--- Written instruction 1 ---
Can you give the listing lines between the one holding "on the colorful" and the one holding "point(239, 142)", inclusive, again with "rhyolite" swapped for "basalt" and everything else unchanged? Leave the pictures out of your answer.
>> Begin Supplied text
In the July, 1994, issue of PLN we reported Baker v. Cuomo, 842 F. Supp. 718 (SD NY 1993), where a district court in New York sua sponte dismissed a lawsuit filed by black and Hispanic prisoners under 42 U.S.C. § 1983 claiming that state statutes disenfranchising felons from voting violated their right to equal protection and under 42 U.S.C. §1973 et seq., the Voting Rights Act, by having a disproportionate impact on minorities. The court of appeals for the second circuit has reversed and remanded the case. Section 5-106 of New York state's election law prohibits incarcerated felons from voting even though non-imprisoned felons can vote. The plaintiffs claimed that because of racist sentencing practices and the racial composition of the state prison system § 5-106 acted to violate their right to vote under the fourteenth and fifteenth amendments and the Voting Rights Act (VRA). Their suit sought declaratory and injunctive relief, namely, being allowed to vote in New York City's 1993 elections, and $1.50 in damages for each day they were not allowed to vote. The district court held that the complaint failed to state a claim upon which relief could be granted and dismissed the case. The prisoners appealed.



In the ongoing struggle for political rights for prisoners this is an important case, more so because this is a still developing area of law. In the May, 1994, issue of PLN our front page article was Giving Cons and Ex-Cons the Right to Vote by Andrew Shapiro. That article was excerpted from the original article by Shapiro titled Challenging Criminal Disenfranchisement Under the Voting Rights Act: A New Strategy, 103 Yale Law Journal 537 (1993). Shapiro, a Yale law student, argued this case before the appeals court and his strategy has, so far, been successful.

Important facts in this case are that blacks and Latinos constitute 22 percent of New York state's population but 82 percent of the state's prison population; 75 percent of the state prison population come from 14 assembly districts located in New York City; the New York State Judicial Commission on Minorities has reported that there was evidence of race based disparities in state court's conviction rates and sentence types.

The appeals court noted that pro se complaints must be liberally construed. "Rule 12(b)(6) dismissals are especially disfavored in cases where the complaint sets forth a novel legal theory that can best be assessed after factual development." The court explained the difference between 28 U.S.C. § 1915(d) dismissals and Rule 12(b)(6) dismissals. In remanding the case to the lower court the appeals court stated it would be appropriate to appoint counsel to represent the plaintiffs. In its remand the court set forth guidance for the lower court. Given the scarcity of law on this issue the ruling is of great importance for any prisoner contemplating litigation on this issue.

The prisoners claimed that by enforcing § 5-106 the defendants violated their rights under 42 U.S.C. § 1983, the supreme court has held that only two allegations must be made to state a claim for violation of § 1983: that some person has deprived him of a federal right and that person acted under color of state or territorial law. See: Gomez v. Toledo, 446 US 635, 640, 100 S.Ct. 1920, 1923 (1980). Thus, the main question was whether enforcement of the statute deprived the prisoners of their constitutional and VRA rights.
>> End Supplied text
>> Begin Data for this exercise
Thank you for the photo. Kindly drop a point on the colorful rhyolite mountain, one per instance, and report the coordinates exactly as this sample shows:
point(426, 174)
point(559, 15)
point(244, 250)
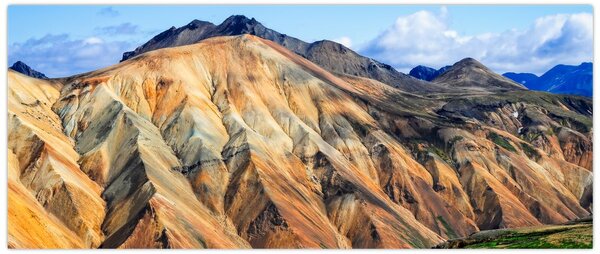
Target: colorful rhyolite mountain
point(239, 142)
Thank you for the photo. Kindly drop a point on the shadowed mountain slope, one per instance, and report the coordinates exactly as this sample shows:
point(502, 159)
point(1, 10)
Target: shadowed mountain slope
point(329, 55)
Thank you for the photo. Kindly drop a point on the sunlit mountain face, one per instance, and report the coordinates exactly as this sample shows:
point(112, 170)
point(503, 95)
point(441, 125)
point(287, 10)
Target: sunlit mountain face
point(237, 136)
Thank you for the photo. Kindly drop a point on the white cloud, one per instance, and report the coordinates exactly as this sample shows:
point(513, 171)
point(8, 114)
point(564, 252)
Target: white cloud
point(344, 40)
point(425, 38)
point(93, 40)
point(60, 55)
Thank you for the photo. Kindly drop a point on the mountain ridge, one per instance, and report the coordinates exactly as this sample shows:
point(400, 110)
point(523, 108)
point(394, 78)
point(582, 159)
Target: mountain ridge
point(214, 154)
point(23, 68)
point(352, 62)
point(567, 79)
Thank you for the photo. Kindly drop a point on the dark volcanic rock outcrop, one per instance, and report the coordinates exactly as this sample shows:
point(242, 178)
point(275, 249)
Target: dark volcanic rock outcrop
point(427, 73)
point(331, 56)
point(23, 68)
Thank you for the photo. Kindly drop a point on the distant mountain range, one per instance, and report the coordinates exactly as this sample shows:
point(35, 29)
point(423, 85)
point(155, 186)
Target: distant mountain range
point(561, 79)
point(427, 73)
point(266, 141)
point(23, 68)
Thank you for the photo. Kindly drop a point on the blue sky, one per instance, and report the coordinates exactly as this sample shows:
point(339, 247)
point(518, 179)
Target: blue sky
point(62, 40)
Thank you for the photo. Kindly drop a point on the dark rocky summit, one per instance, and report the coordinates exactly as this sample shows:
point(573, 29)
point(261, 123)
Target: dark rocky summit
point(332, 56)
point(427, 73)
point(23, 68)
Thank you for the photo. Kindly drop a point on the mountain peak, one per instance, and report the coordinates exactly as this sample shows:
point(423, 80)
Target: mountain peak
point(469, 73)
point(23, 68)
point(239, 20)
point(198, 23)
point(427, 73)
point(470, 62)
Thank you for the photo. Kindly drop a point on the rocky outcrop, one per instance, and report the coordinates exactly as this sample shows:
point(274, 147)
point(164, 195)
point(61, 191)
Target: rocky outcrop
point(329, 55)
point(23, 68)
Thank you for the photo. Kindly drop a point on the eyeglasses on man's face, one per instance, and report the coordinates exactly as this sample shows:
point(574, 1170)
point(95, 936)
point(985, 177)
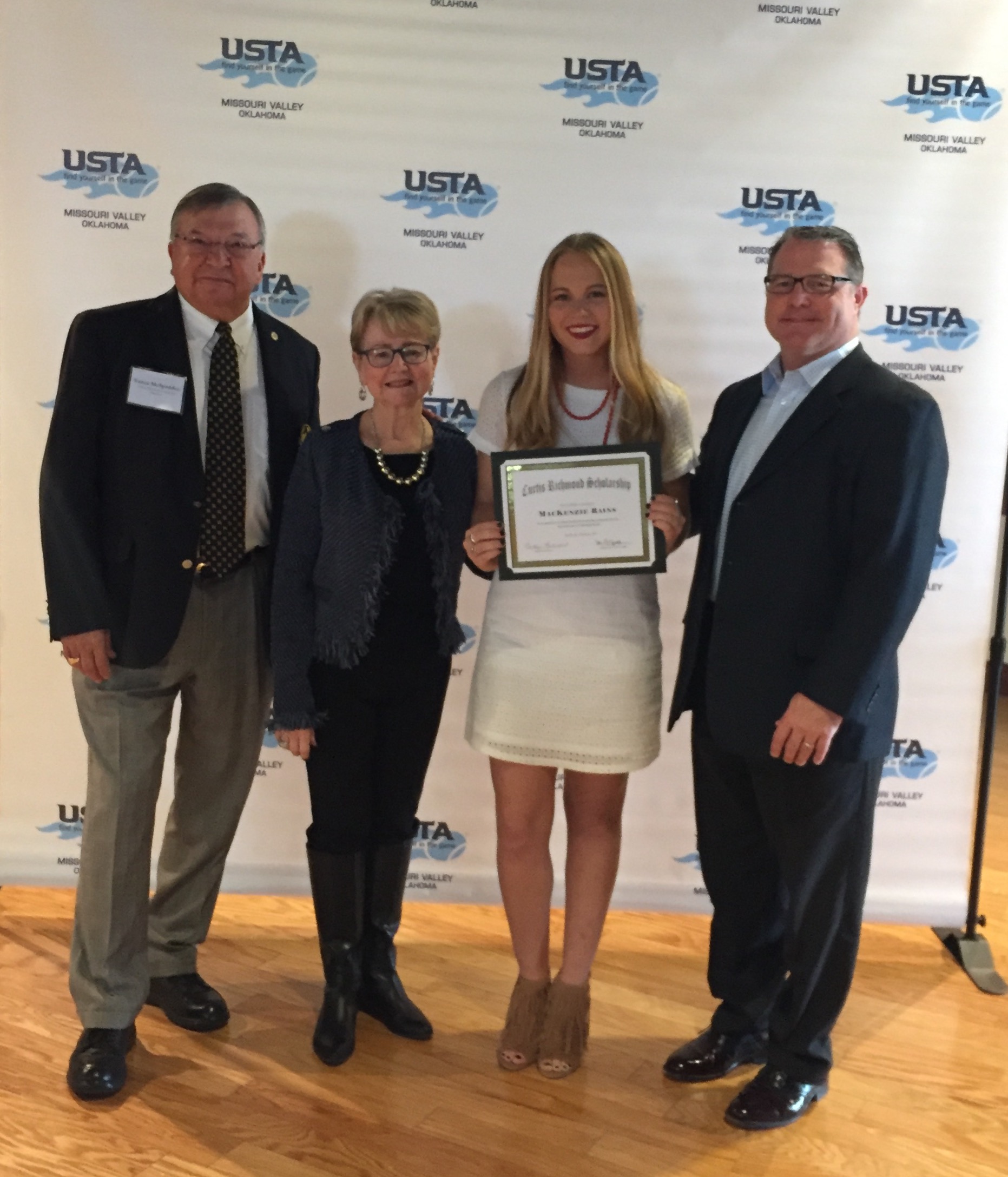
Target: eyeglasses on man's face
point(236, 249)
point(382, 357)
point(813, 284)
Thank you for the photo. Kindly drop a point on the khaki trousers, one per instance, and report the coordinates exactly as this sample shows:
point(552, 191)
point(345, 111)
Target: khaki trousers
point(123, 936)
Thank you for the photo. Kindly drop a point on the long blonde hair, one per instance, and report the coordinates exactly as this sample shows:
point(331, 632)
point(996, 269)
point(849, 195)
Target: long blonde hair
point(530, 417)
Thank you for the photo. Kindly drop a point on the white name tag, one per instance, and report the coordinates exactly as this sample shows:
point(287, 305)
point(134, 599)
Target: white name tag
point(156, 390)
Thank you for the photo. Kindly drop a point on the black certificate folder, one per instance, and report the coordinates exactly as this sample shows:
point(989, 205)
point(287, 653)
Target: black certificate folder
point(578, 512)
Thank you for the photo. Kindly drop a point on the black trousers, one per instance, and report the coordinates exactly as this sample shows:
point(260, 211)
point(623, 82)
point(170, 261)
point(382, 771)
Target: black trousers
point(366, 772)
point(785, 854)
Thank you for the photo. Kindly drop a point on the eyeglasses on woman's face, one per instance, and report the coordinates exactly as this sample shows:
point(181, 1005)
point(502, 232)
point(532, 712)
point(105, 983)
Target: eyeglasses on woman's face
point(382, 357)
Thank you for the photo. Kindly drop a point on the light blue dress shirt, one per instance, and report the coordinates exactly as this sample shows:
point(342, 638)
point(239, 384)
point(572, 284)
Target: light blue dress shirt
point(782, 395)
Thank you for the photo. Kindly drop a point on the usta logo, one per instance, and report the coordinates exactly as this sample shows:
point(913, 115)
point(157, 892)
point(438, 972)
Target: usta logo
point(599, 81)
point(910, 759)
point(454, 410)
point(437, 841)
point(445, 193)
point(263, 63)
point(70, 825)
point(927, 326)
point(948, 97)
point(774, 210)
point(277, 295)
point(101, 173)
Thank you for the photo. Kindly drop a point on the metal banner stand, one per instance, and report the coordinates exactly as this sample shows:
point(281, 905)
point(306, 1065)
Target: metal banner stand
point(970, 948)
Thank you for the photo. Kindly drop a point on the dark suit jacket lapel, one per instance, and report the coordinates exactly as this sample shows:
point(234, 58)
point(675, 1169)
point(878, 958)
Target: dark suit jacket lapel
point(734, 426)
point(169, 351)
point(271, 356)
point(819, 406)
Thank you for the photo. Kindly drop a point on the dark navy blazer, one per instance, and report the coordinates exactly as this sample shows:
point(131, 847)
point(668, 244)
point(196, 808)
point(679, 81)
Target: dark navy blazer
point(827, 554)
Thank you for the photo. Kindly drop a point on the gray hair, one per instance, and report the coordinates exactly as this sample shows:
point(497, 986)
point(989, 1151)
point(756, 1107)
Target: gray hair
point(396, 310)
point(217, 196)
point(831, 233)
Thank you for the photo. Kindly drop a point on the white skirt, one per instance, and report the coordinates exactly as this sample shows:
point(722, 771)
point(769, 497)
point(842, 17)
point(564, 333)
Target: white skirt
>> End Data for this exercise
>> Begin Data for this exercise
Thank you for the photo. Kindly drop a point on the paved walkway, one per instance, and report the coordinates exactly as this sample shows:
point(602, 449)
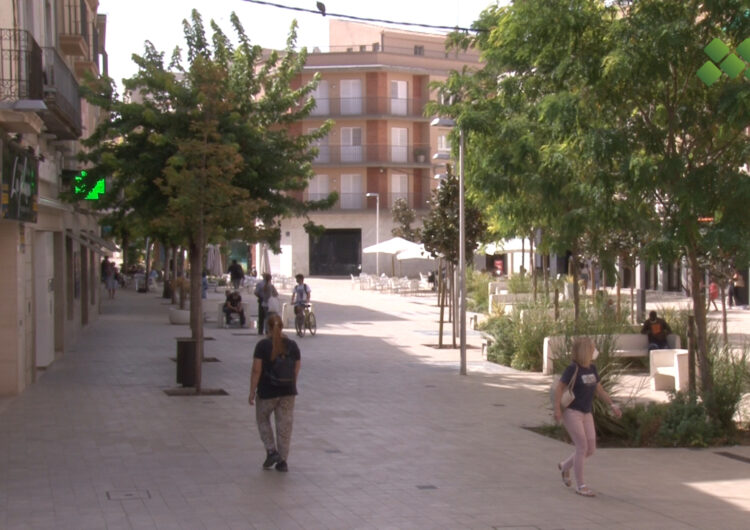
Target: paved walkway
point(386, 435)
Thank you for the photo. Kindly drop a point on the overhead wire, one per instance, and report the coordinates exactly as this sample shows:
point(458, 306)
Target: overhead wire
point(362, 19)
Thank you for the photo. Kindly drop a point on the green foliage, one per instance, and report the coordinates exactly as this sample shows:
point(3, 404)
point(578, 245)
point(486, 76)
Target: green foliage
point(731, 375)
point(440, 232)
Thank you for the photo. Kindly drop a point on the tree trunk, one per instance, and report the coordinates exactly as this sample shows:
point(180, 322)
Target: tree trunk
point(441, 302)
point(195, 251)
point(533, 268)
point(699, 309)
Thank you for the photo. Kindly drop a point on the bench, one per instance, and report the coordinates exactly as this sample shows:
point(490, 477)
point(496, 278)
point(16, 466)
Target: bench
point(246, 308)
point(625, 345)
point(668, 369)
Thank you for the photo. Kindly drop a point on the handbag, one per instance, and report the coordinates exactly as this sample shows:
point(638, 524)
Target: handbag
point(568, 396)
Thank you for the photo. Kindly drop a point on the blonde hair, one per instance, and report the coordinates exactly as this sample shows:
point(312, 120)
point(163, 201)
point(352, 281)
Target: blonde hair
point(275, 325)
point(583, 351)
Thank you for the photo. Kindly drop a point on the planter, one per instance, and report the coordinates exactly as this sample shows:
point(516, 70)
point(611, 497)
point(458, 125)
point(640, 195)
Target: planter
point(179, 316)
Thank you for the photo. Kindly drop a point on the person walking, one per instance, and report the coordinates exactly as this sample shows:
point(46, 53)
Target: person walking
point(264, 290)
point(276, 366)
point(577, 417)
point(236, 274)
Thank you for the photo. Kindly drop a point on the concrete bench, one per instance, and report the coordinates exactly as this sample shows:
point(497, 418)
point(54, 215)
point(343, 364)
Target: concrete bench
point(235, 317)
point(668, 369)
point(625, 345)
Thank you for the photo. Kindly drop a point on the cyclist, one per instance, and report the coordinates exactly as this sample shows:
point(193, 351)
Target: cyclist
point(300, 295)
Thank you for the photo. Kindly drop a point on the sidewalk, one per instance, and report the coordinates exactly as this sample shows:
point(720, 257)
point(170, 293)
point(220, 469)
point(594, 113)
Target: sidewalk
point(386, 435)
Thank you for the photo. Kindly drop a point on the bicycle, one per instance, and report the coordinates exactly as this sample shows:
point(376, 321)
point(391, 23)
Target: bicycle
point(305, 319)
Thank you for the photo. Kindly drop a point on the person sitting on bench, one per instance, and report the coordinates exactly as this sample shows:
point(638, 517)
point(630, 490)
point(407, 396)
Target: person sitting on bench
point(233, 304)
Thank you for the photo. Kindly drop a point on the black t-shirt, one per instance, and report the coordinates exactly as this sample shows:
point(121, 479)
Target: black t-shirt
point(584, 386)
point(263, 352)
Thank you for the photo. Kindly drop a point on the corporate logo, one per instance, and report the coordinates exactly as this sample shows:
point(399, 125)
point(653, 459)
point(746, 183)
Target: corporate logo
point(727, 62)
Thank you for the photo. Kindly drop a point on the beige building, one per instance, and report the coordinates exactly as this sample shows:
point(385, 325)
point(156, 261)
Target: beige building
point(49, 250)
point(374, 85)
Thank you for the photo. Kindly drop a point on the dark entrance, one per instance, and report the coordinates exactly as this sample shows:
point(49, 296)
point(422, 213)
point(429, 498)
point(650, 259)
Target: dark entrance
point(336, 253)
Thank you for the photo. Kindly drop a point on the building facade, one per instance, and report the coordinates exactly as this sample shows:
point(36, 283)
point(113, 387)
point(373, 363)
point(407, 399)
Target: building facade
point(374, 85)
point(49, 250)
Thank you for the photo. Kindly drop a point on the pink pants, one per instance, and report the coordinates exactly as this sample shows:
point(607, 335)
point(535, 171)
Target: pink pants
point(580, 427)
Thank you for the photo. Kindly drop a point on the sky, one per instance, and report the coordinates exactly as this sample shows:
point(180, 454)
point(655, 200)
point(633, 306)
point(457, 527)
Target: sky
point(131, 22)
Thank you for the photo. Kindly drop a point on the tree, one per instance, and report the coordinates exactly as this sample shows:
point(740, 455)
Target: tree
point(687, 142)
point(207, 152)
>> End Data for this exercise
>> Begin Data for this exercise
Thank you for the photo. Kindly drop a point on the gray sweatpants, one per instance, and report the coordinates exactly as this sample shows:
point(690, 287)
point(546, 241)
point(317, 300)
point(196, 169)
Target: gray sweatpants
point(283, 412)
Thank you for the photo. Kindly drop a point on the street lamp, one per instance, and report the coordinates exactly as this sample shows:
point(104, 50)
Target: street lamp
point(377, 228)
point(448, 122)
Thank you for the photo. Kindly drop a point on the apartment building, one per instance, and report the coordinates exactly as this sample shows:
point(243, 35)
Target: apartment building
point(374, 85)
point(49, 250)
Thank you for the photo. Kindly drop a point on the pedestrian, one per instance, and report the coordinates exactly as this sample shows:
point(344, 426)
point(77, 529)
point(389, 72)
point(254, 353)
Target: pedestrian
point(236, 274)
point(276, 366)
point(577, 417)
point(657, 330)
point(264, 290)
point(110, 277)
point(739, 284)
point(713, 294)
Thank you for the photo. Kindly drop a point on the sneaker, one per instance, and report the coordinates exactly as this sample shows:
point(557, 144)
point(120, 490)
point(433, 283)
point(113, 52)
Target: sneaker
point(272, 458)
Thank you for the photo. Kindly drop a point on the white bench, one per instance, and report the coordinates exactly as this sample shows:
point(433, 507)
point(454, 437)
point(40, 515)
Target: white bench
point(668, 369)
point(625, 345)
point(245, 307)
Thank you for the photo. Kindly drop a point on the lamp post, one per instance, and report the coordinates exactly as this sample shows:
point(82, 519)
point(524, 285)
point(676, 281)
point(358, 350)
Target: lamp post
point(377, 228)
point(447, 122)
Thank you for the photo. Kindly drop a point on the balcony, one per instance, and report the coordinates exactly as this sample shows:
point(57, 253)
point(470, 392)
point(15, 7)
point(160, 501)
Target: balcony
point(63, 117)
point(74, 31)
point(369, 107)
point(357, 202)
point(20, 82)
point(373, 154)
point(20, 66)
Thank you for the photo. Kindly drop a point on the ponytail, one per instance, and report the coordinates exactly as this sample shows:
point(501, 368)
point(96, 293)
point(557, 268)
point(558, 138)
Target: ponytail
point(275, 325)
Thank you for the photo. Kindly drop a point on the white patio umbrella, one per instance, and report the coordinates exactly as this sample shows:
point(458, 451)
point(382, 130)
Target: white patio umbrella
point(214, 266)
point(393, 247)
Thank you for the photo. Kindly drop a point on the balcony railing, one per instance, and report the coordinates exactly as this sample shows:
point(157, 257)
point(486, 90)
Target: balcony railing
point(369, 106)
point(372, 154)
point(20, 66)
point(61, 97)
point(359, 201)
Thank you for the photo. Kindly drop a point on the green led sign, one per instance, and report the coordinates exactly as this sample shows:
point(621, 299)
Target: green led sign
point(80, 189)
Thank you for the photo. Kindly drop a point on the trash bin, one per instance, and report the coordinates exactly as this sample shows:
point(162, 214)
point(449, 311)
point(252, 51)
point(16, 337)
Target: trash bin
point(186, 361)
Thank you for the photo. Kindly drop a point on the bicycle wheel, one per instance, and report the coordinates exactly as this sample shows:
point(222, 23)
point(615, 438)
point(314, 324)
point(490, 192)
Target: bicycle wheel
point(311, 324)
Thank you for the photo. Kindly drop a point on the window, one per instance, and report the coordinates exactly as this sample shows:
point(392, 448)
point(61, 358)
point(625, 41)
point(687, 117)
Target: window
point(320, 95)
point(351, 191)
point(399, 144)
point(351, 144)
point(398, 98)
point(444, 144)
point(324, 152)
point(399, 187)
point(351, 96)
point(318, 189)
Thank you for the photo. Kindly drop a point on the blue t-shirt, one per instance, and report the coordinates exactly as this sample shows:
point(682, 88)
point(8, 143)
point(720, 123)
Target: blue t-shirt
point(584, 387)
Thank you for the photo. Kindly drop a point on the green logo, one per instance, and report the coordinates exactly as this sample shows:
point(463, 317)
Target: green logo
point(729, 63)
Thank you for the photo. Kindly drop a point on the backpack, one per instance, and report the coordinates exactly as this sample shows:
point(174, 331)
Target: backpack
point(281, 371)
>> End Data for this exercise
--- Written instruction 2 ---
Would you reproduce the article on prisoner voting rights word for word, between "The prisoners claimed" and "and VRA rights.", inclusive?

--- Expected output 1 ---
Thank you for the photo. Kindly drop a point on the colorful basalt mountain, one per instance, and report the coordinates exactly as this sample shows:
point(426, 174)
point(559, 15)
point(244, 250)
Target: colorful basalt mountain
point(239, 142)

--- Expected output 2 ---
The prisoners claimed that by enforcing § 5-106 the defendants violated their rights under 42 U.S.C. § 1983, the supreme court has held that only two allegations must be made to state a claim for violation of § 1983: that some person has deprived him of a federal right and that person acted under color of state or territorial law. See: Gomez v. Toledo, 446 US 635, 640, 100 S.Ct. 1920, 1923 (1980). Thus, the main question was whether enforcement of the statute deprived the prisoners of their constitutional and VRA rights.